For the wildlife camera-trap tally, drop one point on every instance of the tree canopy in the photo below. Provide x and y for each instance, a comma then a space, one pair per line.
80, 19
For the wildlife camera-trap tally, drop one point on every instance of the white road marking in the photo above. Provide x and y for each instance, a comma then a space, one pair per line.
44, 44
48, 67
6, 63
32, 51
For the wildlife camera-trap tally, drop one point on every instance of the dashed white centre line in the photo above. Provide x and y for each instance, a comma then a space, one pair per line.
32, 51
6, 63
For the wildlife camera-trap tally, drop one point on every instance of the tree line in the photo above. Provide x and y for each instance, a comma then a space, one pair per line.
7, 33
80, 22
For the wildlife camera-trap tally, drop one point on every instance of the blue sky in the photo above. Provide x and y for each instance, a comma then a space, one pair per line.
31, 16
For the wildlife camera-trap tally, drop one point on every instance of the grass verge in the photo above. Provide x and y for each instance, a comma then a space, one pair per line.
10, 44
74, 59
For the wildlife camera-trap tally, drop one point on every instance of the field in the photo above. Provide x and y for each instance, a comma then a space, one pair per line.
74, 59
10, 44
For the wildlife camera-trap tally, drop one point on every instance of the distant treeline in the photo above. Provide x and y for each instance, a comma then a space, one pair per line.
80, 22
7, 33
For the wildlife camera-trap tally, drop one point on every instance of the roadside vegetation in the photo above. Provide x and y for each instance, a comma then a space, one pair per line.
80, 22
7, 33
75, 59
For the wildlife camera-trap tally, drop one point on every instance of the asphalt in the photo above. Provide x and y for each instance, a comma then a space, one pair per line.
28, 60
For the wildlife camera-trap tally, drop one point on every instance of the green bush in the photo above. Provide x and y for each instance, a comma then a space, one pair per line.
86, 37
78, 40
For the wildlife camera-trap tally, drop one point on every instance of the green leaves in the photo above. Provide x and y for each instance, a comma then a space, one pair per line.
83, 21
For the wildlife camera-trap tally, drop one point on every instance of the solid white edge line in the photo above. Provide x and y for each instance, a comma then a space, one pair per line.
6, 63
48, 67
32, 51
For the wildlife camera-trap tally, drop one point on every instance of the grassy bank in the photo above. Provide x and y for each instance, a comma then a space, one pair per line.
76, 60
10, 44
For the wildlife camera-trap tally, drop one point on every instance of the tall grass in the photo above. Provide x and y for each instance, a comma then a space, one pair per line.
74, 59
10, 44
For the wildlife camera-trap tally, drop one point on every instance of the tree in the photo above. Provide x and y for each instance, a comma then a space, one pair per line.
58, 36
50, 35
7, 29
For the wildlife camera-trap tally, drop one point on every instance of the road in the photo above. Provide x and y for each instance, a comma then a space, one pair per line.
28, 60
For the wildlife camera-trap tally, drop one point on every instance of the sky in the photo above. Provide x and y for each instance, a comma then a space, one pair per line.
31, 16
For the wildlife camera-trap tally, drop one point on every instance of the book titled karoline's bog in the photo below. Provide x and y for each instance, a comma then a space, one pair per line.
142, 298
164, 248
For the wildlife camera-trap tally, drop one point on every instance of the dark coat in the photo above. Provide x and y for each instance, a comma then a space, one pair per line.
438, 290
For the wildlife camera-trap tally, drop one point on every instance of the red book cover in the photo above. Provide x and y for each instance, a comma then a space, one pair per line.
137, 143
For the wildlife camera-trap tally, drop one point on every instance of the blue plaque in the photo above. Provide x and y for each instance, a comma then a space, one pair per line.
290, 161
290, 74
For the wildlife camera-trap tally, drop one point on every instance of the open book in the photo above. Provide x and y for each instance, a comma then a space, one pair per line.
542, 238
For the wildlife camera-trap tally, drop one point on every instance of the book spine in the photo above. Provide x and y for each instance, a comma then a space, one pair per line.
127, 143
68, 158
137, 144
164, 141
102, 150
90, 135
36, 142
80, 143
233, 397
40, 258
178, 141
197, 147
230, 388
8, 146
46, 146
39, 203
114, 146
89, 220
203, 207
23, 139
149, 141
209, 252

What the exercise asks => Reproduce the listing above verbatim, from first line to last.

Response to the exercise =>
For the wildlife camera-trap tally, drop one point on every instance of the tree canopy in the photo below. Provide x and y for each instance, a comma then a space, one pair per line.
80, 19
For the wildlife camera-trap tally, drop one point on every instance of the white road marking in the photo above. Provide x and y for each instance, a comma then a space, one pair per line.
44, 44
48, 67
6, 63
32, 51
For the wildlife camera-trap tally, drop one point on every instance of the dashed white centre line in the photo above. Provide x and y for each instance, a comma then a space, one pair per line.
32, 51
6, 63
For the wildlife camera-trap tally, drop one point on every instance of the tree line in the photo above. Provide x and y for each instance, a comma then a space, one pair per line.
7, 33
80, 22
For the wildlife camera-trap tally, drop one point on every instance of the blue sky in the photo above. Provide x and y for each instance, a comma then a space, one pair per line.
31, 16
For the wildlife camera-trap tally, drop one point on every instance of the grass verge in the photo above. Provide x and y for each instance, a comma then a space, one pair per line.
10, 44
74, 59
For the wildlife camera-trap tally, drop one point on every instance of the field in the photo above. Provide x and y for each instance, a comma then a space, one pair per line.
74, 59
10, 44
For the wildlife camera-trap tally, drop one point on every instance of the distant treeline in the photo above. Provide x and y for each instance, a comma then a space, one pair per line.
80, 22
7, 33
For the wildlife camera-trap tally, drop one point on every instance of the roadside vegetation in the photo above. Provide x and y for each instance, a comma then a space, one pair per line.
80, 22
7, 33
75, 59
For the wildlife camera-trap tally, drop one point on every instance of the asphalt in the photo above. Provide x and y for each instance, a comma then a space, one pair per line.
28, 60
For the wildlife camera-trap tally, drop one point on every instance of the green bush in the photo above. Provide x and y for each instance, a comma then a space, one pair per line.
86, 37
78, 40
For the wildlife camera-trap tally, drop one point on every instance of the green leaves in the photo above. Provide x and y for each instance, a comma then a space, one pair per line.
83, 21
For the wildlife camera-trap tally, drop one point on every instance of the solid white edge line in the photo above. Provide x and y for each instance, a comma then a space, one pair per line.
6, 63
48, 67
32, 51
For the wildlife camera-trap tally, drop one point on every instance of the grassy bank in the photo above. Provide x and y for each instance, a comma then a space, one pair per line.
76, 60
10, 44
For the wildlife camera-trap tally, drop one point on every instance of the tall grass in the photo above. Provide x and y for each instance, a comma then a space, one pair per line.
74, 59
10, 44
For the wildlife camera-trap tally, drop one point on every instance of the tree in the photo above. Provide x and y for each instance, a comma then a space, one pair per line.
58, 36
50, 35
7, 29
For the wildlife camera-trap tally, drop one point on every instance of the road in the photo above. Provide x and y for each instance, a comma then a space, one pair per line.
28, 60
For the wildlife camera-trap tally, drop one point on every instance of the sky in the photo above. Provide x and y for each instance, a comma then a space, one pair per line.
31, 16
For the wildlife camera-trap tally, drop one point on every instance of the book titled karoline's bog in the photo below. Provide x and y for each instance, a comma then a space, one pair per line.
142, 298
164, 248
For the wildlife camera-trap tally, drop one point on every instance of the dark coat in the photo above. Provide x and y for each instance, a comma then a space, one pair per line.
438, 290
For the wildlife camera-trap tally, drop one point on every instance of the red book cover in the photo above. Provide x and y for each instance, a comma then a space, one pair per line.
137, 143
For the wildlife camera-trap tally, drop one point on every instance of the blue plaque in the photo above. Provide x and y for each instance, a comma then a space, one pair per line.
290, 161
290, 74
For the wildlife camera-trap tally, drop one point on every instance of the open book in the photo above. Provide x and y for each instance, a comma then a space, one pair per line.
542, 238
For the wildlife camera-trap tally, drop one point on every instance of the book spine in the photo above. Provide x and y for each instance, a comma then a space, one pair per line.
127, 143
68, 158
137, 144
164, 141
102, 150
90, 135
36, 142
80, 143
233, 397
40, 258
178, 141
197, 147
230, 388
8, 146
46, 146
39, 203
114, 146
89, 220
203, 207
23, 139
149, 141
209, 252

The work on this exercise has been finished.